▶ _Things to do_:
1. Print the part of the newsgroup thread from "From: Woody on" to "data log issue).".
2. Say whether each statement agrees with the newsgroup thread, answering yes or no and quoting the deciding words: (a) One participant says they used to own Concrete Mathematics. (b) Knuth is said to have had a piano installed in his house. (c) Copyright is described as the ownership of ideas.

▶ _Selection_:
----------
From: Woody on
Rowland McDonnell <real-address-in-sig(a)flur.bltigibbet.invalid> wrote:

> R <me32(a)privacy.net> wrote:
>
> > Rowland McDonnell <real-address-in-sig(a)flur.bltigibbet.invalid> wrote:
> >
> > > It was why he wrote TeX - so he could typeset his books without the
> > > typesetters making a horrible mess of them (as they had been doing - he
> > > was driven to write TeX due to frustration with poor quality work done
> > > by others). TeX's just a side-show for Knuth - last major update in
> > > 1983[1], last bug fix I heard of was the obY2K fix (very minor, not
> > > needed to permit TeX to function, just a messed up data log issue).
> >
> > Yes. I used to have Concrete Mathematics (one of the co-authors
> > of which was Knuth) and the remarkable typsetting was evident in
> > that. It was, I might add, a wonderful book, very idiosyncratic in its
> > approach.
>
> Knuth is. What other sort of person would decide, in a fit of
> irritation at the typesetters, to write his own mathemtical typesetting
> computer program /and/ the fount support to go with it? And then gets a
> pipe organ fitted to his house?

And then starts statistical analysis on the bible.


--
Woody

www.alienrat.com
From: Richard Tobin on
In article <1jhm87s.1tv0ikmqu17c8N%real-address-in-sig(a)flur.bltigibbet.invalid>,
Rowland McDonnell <real-address-in-sig(a)flur.bltigibbet.invalid> wrote:

>> Copyright isn't the ownership of ideas; it covers expression rather
>> than the ideas themselves, though sometimes it is extended too far in
>> that direction.
----------
▶ _Information provided_:
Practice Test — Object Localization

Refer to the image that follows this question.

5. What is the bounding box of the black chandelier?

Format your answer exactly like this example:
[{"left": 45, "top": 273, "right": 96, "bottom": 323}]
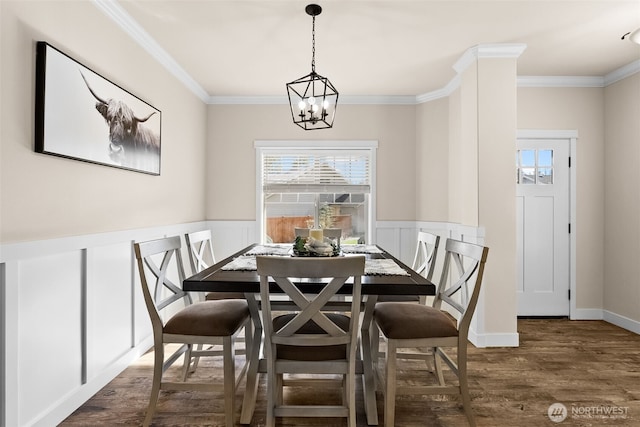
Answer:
[{"left": 287, "top": 4, "right": 338, "bottom": 130}]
----------
▶ _Expected outputs_:
1.
From: Woody on
Rowland McDonnell <real-address-in-sig(a)flur.bltigibbet.invalid> wrote:

> R <me32(a)privacy.net> wrote:
>
> > Rowland McDonnell <real-address-in-sig(a)flur.bltigibbet.invalid> wrote:
> >
> > > It was why he wrote TeX - so he could typeset his books without the
> > > typesetters making a horrible mess of them (as they had been doing - he
> > > was driven to write TeX due to frustration with poor quality work done
> > > by others). TeX's just a side-show for Knuth - last major update in
> > > 1983[1], last bug fix I heard of was the obY2K fix (very minor, not
> > > needed to permit TeX to function, just a messed up data log issue).

2.
(a) Yes: "I used to have Concrete Mathematics"
(b) No: "pipe organ fitted to his house?"
(c) No: "Copyright isn't the ownership of ideas"